→ **WORK REQUIRED**: Rewrite the passage on the California water bill starting with "Energy and Natural" and going on through "comprehensive water bill.", putting "unified" in place of "comprehensive".

→ **PASSAGE SHOWN**:
The bill attempts to respond to the Golden State’s water crisis, balancing preserving waterways and protecting endangered species such as the Delta smelt in the north against agricultural needs and drying wells in the Central Valley and Southern California.
California’s congressional delegation has long wrangled with what role the federal government should play in addressing the state’s water issue.
The 184-page bill does not mandate how much water should be pumped from the Central Valley Project or the State Water Project, which each move water from Northern California to farms and cities in the south. Those decisions would be left in the hands of state and federal officials.
For the short term, the legislation includes provisions aimed at capturing water from winter storms. It would allow water agencies to increase pumping for more of the year, and they would no longer be required to pay back the increase by reducing pumping later.
For long-term water needs, Feinstein’s bill proposes $1.3 billion for Western states for desalination, recycling and storage.
Her proposal is one of several drought bills the Senate is considering. The subcommittee on Tuesday did not act on the bill.
Energy and Natural Resources Committee Chairwoman Lisa Murkowski (R-Alaska) has indicated that she wants a water bill that would benefit all the Western states facing a drought, and several subcommittee members spoke Tuesday about compiling various proposals to create a comprehensive water bill.
House Republicans passed their proposal to address California’s water needs last year. The bill, sponsored by Rep. David Valadao (R-Hanford), focuses on funneling more water to San Joaquin Valley growers by reducing the amount used to support endangered fish populations.

→ **MATERIAL SHOWN**:

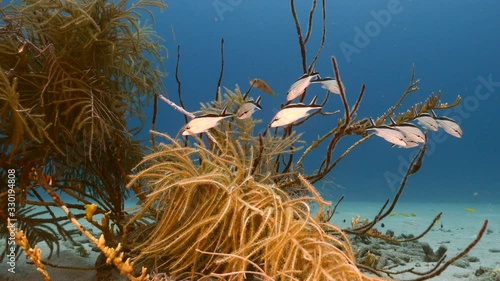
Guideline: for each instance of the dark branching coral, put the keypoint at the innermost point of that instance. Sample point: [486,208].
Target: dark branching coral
[233,206]
[71,73]
[216,219]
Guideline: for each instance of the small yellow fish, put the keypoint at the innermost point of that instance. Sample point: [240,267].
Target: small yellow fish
[470,210]
[261,85]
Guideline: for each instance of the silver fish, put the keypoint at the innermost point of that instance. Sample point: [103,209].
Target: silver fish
[425,120]
[450,126]
[202,123]
[330,84]
[299,86]
[390,134]
[248,108]
[293,112]
[410,131]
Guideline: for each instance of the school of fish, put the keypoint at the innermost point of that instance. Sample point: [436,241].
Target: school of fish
[404,135]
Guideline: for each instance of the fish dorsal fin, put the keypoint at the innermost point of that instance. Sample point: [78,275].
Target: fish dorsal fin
[257,101]
[224,111]
[313,102]
[372,123]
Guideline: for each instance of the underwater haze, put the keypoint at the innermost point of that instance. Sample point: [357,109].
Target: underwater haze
[454,46]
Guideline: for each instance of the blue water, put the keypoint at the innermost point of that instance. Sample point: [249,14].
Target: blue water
[453,44]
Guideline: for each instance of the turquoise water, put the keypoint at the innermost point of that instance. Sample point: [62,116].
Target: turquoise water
[453,45]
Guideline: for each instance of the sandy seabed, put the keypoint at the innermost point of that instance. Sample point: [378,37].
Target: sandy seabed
[457,227]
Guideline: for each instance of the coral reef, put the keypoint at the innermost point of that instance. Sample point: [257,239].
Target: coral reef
[234,205]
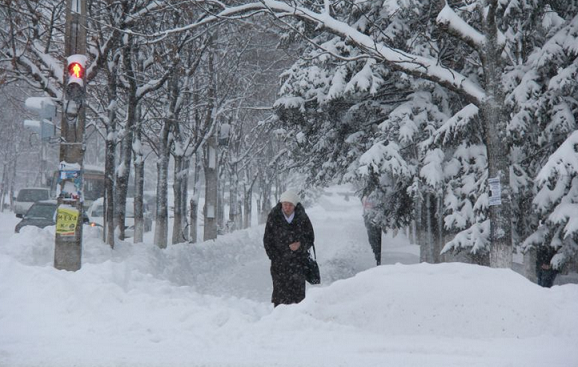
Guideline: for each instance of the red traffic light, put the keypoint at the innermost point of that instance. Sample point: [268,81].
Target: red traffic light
[75,69]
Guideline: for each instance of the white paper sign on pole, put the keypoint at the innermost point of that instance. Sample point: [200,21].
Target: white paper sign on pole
[495,191]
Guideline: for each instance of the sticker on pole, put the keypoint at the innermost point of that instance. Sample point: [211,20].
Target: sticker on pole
[66,221]
[496,191]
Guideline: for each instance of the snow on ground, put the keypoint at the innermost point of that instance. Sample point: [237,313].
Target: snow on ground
[207,304]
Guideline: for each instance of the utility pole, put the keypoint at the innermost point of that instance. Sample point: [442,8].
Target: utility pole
[68,240]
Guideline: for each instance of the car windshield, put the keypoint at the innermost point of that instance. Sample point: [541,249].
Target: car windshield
[98,211]
[41,211]
[32,195]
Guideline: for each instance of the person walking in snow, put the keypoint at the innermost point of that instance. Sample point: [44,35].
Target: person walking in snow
[373,229]
[544,271]
[288,237]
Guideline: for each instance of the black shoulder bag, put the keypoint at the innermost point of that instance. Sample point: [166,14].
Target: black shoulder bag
[312,275]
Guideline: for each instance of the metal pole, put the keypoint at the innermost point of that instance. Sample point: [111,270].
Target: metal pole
[68,240]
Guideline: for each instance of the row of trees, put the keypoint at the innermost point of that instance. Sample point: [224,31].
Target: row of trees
[430,103]
[458,114]
[195,98]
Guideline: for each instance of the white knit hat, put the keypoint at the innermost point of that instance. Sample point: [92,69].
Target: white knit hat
[290,197]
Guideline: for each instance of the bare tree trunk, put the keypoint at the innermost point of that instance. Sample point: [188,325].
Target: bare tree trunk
[195,201]
[184,196]
[139,198]
[211,190]
[178,192]
[162,213]
[109,186]
[233,198]
[123,172]
[497,145]
[211,165]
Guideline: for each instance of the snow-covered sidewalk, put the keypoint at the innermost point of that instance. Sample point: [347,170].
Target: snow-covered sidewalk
[207,304]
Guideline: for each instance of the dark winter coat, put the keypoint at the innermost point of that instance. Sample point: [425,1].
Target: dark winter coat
[287,266]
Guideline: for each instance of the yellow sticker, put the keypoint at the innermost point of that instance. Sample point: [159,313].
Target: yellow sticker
[66,220]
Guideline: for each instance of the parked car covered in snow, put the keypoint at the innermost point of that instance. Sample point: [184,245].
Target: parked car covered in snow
[41,214]
[96,215]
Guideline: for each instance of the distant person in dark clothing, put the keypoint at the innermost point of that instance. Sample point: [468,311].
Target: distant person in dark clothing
[546,274]
[288,237]
[373,230]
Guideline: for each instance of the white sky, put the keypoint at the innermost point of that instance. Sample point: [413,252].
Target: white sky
[208,305]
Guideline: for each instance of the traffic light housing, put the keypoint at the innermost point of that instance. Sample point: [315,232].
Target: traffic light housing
[75,84]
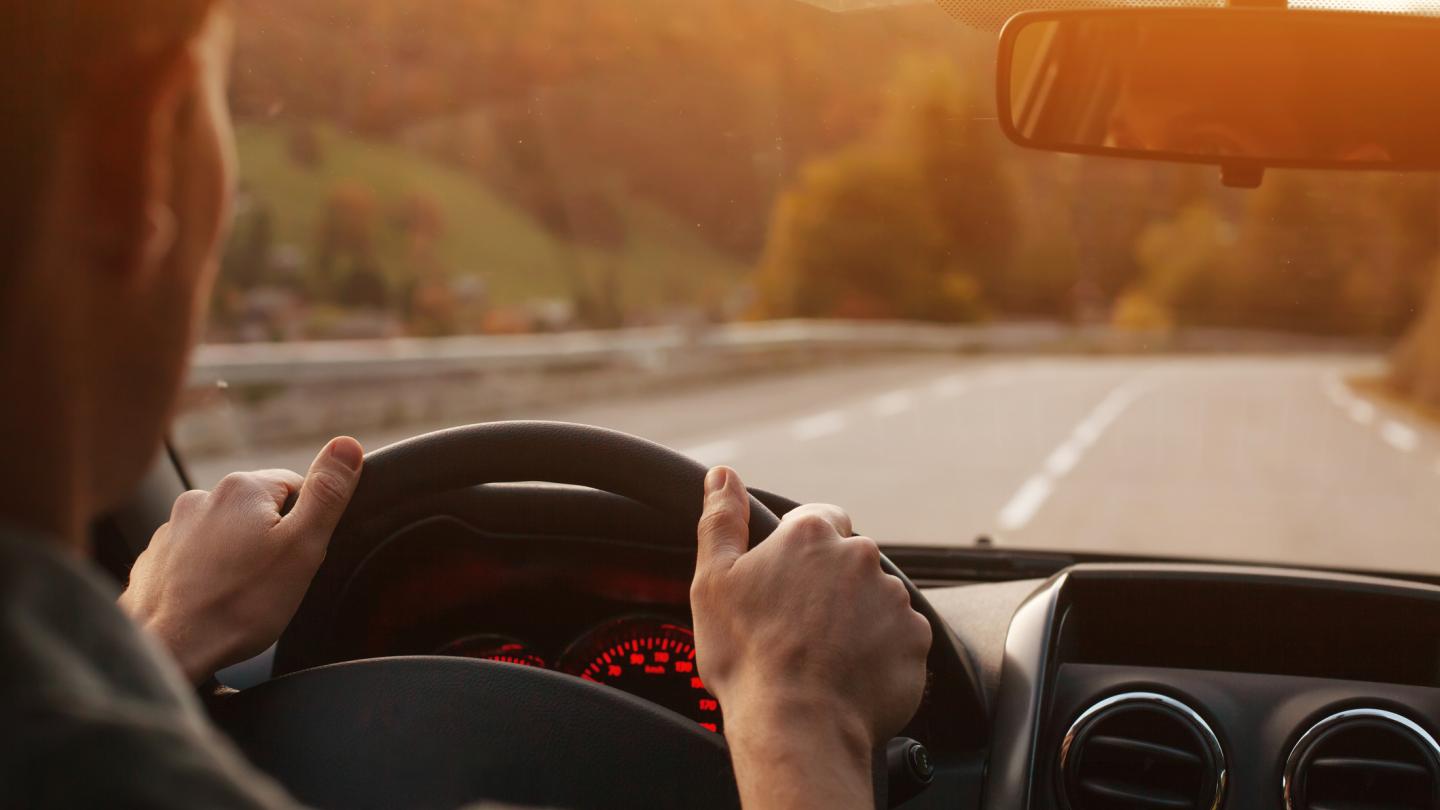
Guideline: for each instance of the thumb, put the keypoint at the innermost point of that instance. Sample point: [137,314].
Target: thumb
[725,523]
[327,489]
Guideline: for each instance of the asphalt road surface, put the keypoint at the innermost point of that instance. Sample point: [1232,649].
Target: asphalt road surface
[1265,459]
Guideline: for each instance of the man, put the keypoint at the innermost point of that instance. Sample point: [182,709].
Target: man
[115,172]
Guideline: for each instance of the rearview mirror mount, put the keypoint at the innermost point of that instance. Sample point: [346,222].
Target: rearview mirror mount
[1243,88]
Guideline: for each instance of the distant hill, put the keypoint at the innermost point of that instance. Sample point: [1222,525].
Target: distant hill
[483,235]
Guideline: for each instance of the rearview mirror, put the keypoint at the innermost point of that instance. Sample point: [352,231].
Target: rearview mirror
[1242,88]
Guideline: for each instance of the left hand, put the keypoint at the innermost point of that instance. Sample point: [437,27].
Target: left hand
[221,581]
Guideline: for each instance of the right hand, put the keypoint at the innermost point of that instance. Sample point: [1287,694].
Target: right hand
[804,640]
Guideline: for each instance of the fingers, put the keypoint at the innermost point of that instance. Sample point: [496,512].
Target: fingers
[278,484]
[327,489]
[725,525]
[818,519]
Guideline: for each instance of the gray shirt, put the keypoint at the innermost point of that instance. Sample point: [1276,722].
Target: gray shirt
[92,711]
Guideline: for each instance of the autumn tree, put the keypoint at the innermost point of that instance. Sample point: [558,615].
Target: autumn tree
[909,224]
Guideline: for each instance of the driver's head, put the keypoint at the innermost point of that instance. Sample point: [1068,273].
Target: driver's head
[115,170]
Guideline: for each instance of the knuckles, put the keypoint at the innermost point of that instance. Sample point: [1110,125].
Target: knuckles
[808,526]
[329,489]
[189,503]
[236,484]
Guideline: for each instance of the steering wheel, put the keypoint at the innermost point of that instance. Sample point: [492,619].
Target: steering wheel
[429,731]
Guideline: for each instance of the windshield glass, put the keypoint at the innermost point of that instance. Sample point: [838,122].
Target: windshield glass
[789,237]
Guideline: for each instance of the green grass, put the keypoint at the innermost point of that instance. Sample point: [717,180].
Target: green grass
[664,260]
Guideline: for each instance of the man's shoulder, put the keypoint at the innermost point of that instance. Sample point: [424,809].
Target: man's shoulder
[95,714]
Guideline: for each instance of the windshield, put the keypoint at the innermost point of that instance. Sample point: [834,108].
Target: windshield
[789,237]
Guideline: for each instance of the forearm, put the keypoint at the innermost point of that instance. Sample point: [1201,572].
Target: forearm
[798,758]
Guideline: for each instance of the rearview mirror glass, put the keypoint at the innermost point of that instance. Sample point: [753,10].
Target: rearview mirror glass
[1233,87]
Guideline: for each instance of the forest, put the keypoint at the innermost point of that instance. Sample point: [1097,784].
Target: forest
[474,166]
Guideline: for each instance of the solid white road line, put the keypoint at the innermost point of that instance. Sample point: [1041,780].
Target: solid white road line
[1027,500]
[893,404]
[818,425]
[1400,435]
[714,453]
[1026,503]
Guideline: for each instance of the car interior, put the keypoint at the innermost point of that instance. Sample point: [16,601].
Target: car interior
[504,611]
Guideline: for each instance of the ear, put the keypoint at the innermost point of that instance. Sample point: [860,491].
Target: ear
[130,117]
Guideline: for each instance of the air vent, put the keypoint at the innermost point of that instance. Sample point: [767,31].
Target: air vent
[1364,758]
[1141,751]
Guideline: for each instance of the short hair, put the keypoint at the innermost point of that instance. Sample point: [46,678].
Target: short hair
[46,48]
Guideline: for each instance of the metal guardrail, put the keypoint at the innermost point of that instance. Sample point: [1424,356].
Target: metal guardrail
[408,358]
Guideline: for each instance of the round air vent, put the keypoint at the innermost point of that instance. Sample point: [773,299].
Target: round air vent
[1141,751]
[1364,758]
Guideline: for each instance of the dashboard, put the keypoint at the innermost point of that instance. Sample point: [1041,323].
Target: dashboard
[1095,686]
[1177,686]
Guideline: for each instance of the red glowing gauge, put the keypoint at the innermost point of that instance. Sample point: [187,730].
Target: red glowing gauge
[493,649]
[648,657]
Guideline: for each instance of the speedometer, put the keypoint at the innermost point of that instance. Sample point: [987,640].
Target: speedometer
[648,657]
[493,649]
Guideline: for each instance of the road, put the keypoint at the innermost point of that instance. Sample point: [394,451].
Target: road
[1266,459]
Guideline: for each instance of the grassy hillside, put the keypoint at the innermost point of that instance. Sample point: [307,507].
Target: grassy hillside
[484,235]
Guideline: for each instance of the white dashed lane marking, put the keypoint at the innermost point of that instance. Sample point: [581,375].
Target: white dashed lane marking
[952,385]
[1393,431]
[714,453]
[893,404]
[1033,495]
[1362,412]
[818,425]
[1398,435]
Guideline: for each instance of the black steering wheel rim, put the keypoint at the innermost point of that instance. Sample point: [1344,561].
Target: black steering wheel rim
[321,727]
[493,453]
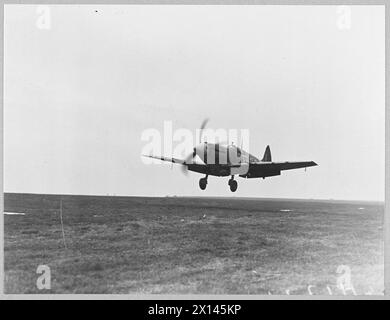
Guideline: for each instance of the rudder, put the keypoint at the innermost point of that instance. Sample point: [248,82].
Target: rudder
[267,155]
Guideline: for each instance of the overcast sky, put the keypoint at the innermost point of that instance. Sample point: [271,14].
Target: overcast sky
[80,89]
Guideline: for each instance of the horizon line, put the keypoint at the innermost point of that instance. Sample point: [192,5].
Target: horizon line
[190,196]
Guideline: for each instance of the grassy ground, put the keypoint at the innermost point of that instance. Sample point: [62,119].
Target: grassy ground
[192,245]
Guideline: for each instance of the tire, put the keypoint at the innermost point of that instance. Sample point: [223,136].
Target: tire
[233,185]
[202,184]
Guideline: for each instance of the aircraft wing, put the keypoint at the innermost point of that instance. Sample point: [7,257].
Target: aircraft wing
[288,165]
[269,169]
[174,160]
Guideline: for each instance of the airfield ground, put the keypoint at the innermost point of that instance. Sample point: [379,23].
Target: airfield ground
[192,245]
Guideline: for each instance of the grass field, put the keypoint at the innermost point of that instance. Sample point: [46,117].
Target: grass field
[192,245]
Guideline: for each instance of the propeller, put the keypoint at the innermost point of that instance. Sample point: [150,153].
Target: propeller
[192,155]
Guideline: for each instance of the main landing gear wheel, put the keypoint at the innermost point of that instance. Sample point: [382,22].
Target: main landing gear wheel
[203,183]
[233,185]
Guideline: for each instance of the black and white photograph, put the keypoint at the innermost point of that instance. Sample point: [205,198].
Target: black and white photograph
[179,150]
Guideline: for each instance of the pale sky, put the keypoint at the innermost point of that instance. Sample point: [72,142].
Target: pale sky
[79,94]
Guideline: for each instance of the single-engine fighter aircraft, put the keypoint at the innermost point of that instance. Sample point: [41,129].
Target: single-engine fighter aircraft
[223,164]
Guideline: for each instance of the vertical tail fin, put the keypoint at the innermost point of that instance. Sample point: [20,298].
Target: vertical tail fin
[267,155]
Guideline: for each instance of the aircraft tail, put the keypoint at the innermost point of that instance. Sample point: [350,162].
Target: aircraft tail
[267,155]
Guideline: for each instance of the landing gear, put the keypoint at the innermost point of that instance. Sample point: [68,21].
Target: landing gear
[233,184]
[203,183]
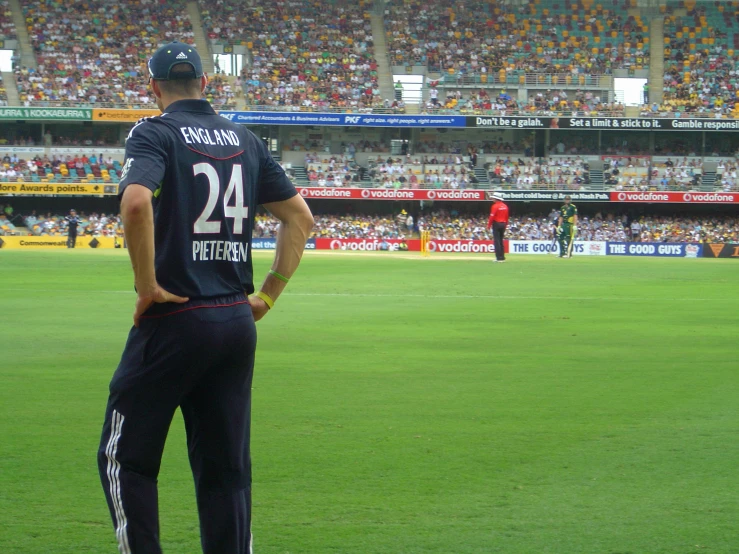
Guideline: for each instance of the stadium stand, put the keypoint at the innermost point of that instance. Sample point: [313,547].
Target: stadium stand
[95,53]
[542,102]
[442,224]
[60,169]
[497,43]
[3,94]
[54,225]
[304,55]
[701,62]
[7,27]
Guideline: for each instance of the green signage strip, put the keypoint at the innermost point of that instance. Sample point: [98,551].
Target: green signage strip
[46,114]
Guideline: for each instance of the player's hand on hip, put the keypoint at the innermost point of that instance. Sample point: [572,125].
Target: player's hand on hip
[157,296]
[258,307]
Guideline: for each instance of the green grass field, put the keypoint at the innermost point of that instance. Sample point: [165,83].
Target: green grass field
[407,406]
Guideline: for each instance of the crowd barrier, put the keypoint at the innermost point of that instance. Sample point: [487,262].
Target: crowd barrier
[536,247]
[30,243]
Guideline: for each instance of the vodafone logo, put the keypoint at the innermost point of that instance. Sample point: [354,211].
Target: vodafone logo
[643,197]
[325,193]
[468,246]
[363,245]
[709,197]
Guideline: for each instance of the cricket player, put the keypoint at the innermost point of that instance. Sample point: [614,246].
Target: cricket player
[498,220]
[73,222]
[567,227]
[189,192]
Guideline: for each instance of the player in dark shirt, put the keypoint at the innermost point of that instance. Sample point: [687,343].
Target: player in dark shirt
[72,223]
[567,227]
[189,189]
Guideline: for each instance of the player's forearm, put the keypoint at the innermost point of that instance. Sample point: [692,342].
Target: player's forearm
[138,225]
[291,239]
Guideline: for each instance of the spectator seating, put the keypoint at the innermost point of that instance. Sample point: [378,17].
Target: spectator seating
[93,224]
[555,172]
[502,44]
[546,103]
[95,54]
[60,169]
[3,94]
[305,55]
[701,58]
[7,27]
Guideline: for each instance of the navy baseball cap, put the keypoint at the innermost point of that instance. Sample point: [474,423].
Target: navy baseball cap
[175,53]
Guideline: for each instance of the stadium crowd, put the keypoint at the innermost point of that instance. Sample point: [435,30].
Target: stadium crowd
[701,62]
[442,224]
[95,52]
[7,27]
[54,225]
[452,225]
[501,42]
[3,93]
[58,167]
[544,103]
[304,55]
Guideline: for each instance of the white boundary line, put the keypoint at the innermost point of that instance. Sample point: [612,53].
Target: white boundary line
[365,295]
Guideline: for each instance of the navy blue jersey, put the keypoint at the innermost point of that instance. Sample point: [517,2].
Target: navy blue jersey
[72,223]
[208,176]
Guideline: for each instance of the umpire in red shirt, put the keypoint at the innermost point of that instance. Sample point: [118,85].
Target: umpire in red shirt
[499,221]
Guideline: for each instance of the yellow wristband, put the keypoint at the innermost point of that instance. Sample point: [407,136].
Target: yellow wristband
[267,300]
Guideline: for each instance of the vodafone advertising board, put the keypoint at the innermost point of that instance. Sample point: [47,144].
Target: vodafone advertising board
[368,245]
[411,245]
[391,194]
[541,196]
[676,197]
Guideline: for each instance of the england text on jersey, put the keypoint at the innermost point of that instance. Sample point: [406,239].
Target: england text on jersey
[220,137]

→ **SOLVED EXERCISE**:
Energy and Natural Resources Committee Chairwoman Lisa Murkowski (R-Alaska) has indicated that she wants a water bill that would benefit all the Western states facing a drought, and several subcommittee members spoke Tuesday about compiling various proposals to create a unified water bill.